* TASK TO COMPLETE *
Recast the data below as a numbered list, from the line containing "Question: In the above interface, where is the bridge parapet?" through the end of the data, skipping blank lines. Omit the pictures.

* DATA FOR PROCESSING *

※ ※ ※

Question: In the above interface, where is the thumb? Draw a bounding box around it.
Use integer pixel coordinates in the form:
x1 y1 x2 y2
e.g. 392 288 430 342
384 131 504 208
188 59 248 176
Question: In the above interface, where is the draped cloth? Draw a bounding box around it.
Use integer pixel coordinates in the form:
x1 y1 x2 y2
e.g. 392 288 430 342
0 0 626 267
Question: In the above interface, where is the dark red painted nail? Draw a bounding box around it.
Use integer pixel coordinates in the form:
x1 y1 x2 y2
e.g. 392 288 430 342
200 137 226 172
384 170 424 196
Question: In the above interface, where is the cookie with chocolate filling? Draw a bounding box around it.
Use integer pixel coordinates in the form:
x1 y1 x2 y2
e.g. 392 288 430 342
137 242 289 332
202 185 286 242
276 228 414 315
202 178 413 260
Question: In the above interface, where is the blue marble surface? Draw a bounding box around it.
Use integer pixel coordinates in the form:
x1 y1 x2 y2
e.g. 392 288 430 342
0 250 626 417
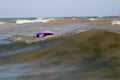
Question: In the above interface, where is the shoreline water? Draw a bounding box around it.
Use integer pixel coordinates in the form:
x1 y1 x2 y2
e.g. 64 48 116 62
0 19 120 80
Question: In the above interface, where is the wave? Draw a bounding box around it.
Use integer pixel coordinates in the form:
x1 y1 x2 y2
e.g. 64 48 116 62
16 18 54 24
112 20 120 25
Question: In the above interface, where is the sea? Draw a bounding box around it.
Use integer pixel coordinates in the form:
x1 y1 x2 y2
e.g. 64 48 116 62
0 16 116 80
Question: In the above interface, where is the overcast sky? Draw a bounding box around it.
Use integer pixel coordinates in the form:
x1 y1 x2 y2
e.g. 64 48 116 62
0 0 120 17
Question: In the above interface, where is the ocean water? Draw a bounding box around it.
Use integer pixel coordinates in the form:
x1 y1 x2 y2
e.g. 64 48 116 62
0 17 120 80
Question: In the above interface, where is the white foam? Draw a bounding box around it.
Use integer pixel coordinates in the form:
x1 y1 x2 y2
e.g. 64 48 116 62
16 18 54 24
111 20 120 25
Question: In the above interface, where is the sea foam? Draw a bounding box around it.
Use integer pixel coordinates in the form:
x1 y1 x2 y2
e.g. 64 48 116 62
16 18 54 24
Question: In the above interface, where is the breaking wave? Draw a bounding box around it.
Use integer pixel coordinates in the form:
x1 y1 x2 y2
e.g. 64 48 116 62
16 18 54 24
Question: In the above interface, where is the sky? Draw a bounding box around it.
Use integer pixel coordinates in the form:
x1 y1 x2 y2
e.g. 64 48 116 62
0 0 120 18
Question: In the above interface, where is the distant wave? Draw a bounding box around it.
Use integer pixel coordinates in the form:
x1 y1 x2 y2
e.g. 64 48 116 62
16 18 54 24
112 20 120 25
0 22 7 24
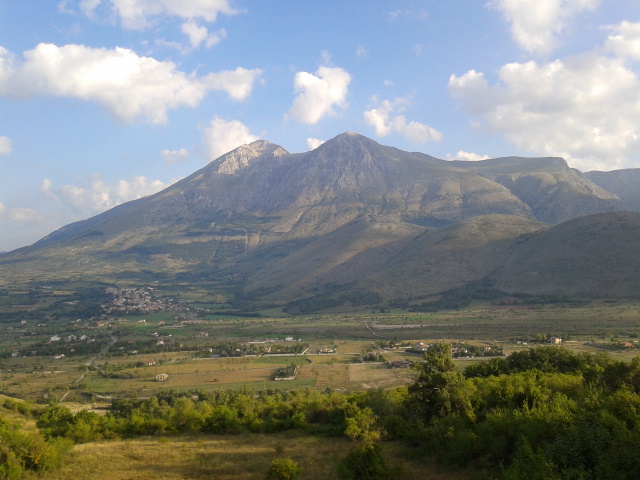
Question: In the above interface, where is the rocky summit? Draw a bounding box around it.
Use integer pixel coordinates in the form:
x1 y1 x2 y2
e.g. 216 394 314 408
0 132 640 308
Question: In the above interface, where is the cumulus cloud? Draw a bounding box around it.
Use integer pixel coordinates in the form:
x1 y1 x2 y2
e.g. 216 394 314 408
79 0 102 19
204 117 260 160
486 0 600 55
160 148 190 163
41 175 167 212
289 66 351 125
0 137 13 155
182 20 227 50
449 52 640 170
363 97 442 142
0 202 45 222
0 43 262 123
605 22 640 60
307 138 325 150
447 150 491 162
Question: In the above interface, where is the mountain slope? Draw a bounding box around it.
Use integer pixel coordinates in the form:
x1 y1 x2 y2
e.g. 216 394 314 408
344 215 549 299
496 212 640 296
0 132 622 304
584 168 640 212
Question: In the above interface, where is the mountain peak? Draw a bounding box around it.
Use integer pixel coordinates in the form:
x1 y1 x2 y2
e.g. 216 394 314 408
214 140 288 175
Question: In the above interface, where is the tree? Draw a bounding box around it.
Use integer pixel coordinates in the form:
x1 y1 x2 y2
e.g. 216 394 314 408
267 458 302 480
409 343 472 423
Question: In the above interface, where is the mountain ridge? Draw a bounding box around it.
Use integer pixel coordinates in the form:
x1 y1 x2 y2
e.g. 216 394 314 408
0 132 635 312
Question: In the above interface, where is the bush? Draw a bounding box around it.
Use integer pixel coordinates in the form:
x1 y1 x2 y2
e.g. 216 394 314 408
267 458 302 480
338 443 391 480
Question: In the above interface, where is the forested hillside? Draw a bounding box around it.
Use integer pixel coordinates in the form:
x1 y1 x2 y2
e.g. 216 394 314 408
2 344 640 480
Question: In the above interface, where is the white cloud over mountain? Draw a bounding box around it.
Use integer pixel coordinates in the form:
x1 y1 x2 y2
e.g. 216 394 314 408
363 97 442 143
289 66 351 125
41 175 167 213
0 43 262 123
449 24 640 170
486 0 600 55
160 148 190 163
204 117 260 160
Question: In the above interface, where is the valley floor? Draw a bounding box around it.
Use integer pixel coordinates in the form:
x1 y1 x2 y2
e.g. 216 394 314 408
34 432 471 480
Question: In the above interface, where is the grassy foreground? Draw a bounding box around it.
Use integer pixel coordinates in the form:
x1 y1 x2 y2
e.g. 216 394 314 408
32 432 470 480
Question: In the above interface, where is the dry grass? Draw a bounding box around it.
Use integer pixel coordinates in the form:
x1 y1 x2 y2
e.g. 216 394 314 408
31 432 470 480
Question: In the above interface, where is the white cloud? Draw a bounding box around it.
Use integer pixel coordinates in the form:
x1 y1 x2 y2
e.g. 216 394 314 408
0 202 45 222
0 137 13 155
486 0 600 55
363 97 442 142
41 175 167 212
307 138 325 150
109 0 240 30
449 52 640 170
289 67 351 125
605 22 640 60
389 9 429 22
160 148 190 163
9 208 45 222
447 150 491 162
80 0 102 19
182 20 227 50
204 117 260 160
0 43 262 123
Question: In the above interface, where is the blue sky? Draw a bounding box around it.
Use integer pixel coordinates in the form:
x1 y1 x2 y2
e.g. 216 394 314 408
0 0 640 251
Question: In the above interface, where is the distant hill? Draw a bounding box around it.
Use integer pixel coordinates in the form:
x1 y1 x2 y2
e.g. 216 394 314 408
496 212 640 297
584 168 640 212
0 132 633 312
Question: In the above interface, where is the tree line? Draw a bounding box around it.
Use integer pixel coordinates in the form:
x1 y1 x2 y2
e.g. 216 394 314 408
2 344 640 480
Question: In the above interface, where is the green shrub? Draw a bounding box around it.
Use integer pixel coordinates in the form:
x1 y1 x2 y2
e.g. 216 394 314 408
267 458 302 480
338 443 391 480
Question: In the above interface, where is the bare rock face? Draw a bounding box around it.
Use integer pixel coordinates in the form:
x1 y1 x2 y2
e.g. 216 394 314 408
584 168 640 212
0 132 622 304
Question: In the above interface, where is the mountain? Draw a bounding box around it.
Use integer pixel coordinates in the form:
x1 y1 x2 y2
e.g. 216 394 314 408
496 212 640 297
0 132 623 306
584 168 640 212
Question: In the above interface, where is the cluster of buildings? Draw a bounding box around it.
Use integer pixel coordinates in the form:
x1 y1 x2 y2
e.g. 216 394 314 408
100 287 182 313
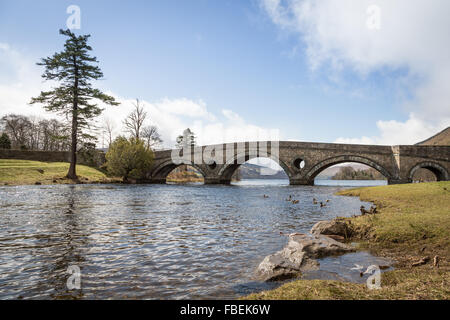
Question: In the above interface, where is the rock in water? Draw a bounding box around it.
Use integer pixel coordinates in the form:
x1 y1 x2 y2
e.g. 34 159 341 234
311 220 353 238
256 234 354 281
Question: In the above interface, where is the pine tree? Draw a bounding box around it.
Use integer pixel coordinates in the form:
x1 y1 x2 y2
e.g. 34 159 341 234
0 133 11 149
30 30 119 179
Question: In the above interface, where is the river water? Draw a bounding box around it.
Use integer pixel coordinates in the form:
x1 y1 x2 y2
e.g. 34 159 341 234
0 180 385 299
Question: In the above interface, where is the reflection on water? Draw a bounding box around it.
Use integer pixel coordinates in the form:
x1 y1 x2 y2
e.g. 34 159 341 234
0 180 382 299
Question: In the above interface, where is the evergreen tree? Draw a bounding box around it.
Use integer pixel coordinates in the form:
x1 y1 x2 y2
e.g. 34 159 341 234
0 133 11 149
30 30 119 179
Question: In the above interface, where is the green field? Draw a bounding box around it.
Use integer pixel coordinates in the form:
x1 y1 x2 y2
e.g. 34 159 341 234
244 181 450 300
0 159 111 185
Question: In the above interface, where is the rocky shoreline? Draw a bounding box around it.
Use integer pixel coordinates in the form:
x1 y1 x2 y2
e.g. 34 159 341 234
256 219 356 281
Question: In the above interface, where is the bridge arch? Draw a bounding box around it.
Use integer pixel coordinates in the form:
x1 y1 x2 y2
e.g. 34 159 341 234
151 160 206 182
305 155 393 184
408 161 449 181
218 152 293 181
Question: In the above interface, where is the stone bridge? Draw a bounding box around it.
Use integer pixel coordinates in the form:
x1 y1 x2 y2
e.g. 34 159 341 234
147 141 450 185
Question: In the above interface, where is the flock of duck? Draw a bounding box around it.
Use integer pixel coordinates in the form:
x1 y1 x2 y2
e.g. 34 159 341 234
263 194 330 208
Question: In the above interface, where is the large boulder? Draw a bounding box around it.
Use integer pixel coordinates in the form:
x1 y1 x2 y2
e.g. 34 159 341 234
256 233 354 281
311 220 353 239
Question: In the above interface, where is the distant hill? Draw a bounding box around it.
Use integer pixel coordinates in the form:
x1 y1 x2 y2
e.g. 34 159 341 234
416 127 450 146
233 163 288 179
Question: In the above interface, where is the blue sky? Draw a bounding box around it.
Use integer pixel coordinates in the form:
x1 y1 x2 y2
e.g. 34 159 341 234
0 0 448 143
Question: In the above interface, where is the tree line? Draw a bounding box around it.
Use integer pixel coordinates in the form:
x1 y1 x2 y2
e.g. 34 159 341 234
0 114 70 151
0 29 195 180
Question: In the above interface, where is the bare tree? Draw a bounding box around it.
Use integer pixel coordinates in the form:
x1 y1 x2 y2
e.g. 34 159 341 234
123 99 147 140
0 114 70 151
103 117 116 148
142 126 163 149
0 114 31 148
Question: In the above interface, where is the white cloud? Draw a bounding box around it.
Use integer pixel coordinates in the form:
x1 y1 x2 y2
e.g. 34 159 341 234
0 43 51 116
261 0 450 144
335 113 448 145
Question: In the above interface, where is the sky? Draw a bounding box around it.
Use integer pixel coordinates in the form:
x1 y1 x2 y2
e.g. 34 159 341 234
0 0 450 147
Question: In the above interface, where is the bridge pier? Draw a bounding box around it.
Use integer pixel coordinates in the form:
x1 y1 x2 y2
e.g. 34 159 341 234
203 177 230 184
388 179 411 184
289 178 314 186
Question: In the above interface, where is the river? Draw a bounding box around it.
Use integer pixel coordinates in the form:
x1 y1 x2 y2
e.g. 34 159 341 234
0 180 385 299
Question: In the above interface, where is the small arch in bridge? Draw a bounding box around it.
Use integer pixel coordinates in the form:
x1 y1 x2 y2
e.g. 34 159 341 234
208 161 217 170
305 155 391 184
151 161 205 183
294 158 306 170
408 161 449 181
221 156 289 181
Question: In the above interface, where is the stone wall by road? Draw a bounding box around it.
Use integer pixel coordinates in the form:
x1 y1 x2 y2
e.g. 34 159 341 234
0 149 105 167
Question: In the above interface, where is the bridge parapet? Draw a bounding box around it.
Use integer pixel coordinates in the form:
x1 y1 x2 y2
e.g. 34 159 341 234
148 141 450 185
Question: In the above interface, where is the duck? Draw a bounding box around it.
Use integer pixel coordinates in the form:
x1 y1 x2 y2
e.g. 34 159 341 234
359 206 370 215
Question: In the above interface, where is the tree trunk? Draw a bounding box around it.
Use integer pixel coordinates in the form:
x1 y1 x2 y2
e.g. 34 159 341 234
67 110 77 179
67 57 78 180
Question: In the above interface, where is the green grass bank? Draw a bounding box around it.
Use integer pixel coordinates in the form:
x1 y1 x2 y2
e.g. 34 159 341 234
243 182 450 300
0 159 118 185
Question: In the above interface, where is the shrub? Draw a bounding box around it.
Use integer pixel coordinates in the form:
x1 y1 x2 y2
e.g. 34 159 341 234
106 137 153 182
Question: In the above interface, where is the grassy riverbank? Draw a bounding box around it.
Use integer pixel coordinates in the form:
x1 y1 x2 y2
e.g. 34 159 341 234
245 182 450 299
0 159 118 185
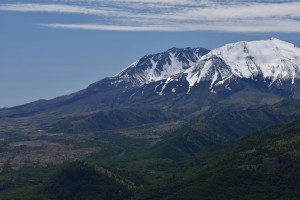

※ ※ ※

* RESPONSE BELOW *
1. Question: In the above interface, where is the bridge parapet? Draw a bounding box around it.
2. Use integer pixel coordinates in the form:
3. x1 y1 x2 y2
4. e.g. 34 159 341 234
5. 148 141 450 185
6. Question: In the above interface, where is the duck? Draw a bounding box around it.
7. Use integer pixel coordinates in the form:
8. x1 y1 x2 y2
9. e.g. 34 159 341 234
10. 359 206 370 215
11. Question: In the above interface, where is the tree trunk? Draw a bounding box around it.
12. Use integer pixel coordinates in the form:
13. x1 y1 x2 y2
14. e.g. 34 159 341 234
15. 67 110 77 179
16. 67 57 78 180
17. Question: In the above interface, where is the green grass bank? Draw a bounding box around it.
18. Use integer pixel coordinates in the form:
19. x1 y1 x2 y2
20. e.g. 34 159 341 234
21. 243 182 450 300
22. 0 159 118 185
23. Question: In the above interface, where is the shrub? Draw a bounding box around it.
24. Use integer pixel coordinates in the form:
25. x1 y1 x2 y2
26. e.g. 34 159 341 234
27. 106 137 153 182
28. Question: In the above interface, where is the grassy riverbank? Draw a bounding box around it.
29. Use integer pixel coordinates in the form:
30. x1 y1 x2 y2
31. e.g. 34 159 341 234
32. 245 182 450 299
33. 0 159 118 185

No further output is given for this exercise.